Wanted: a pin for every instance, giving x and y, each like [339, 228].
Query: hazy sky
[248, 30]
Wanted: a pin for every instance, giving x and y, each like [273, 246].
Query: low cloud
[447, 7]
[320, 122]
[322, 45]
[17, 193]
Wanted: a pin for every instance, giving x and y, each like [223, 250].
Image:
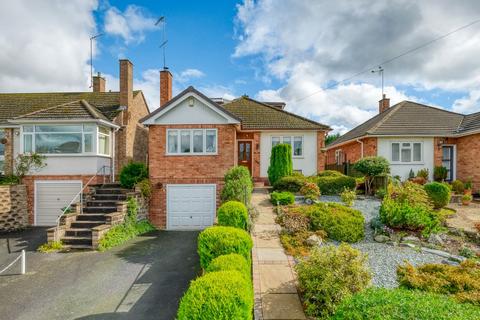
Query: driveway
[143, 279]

--

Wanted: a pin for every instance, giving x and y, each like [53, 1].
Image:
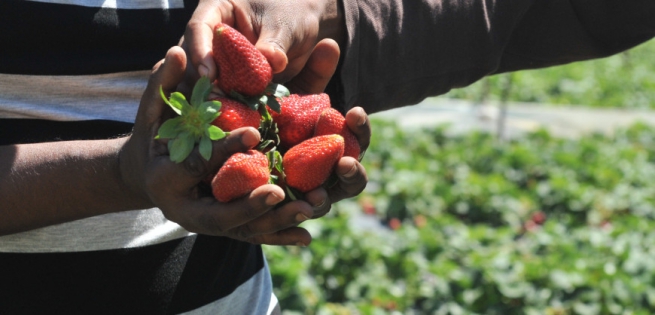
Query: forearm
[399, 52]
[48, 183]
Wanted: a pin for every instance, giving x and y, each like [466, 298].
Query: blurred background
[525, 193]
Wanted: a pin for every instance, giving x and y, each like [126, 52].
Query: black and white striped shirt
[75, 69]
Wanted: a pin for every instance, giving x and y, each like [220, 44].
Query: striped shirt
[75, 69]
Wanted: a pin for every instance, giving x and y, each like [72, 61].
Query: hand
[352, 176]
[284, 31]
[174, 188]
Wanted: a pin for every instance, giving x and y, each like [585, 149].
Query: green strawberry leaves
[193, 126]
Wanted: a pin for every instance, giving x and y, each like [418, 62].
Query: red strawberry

--

## EJERCICIO ESCRITO
Enumera todas las líneas de los ítems de arriba que contienen la cadena "Query". Cópialas sin ningún cambio.

## RESPUESTA
Query: hazy sky
Query: low cloud
Query: driveway
Query: forearm
Query: blurred background
Query: black and white striped shirt
Query: striped shirt
Query: hand
Query: green strawberry leaves
Query: red strawberry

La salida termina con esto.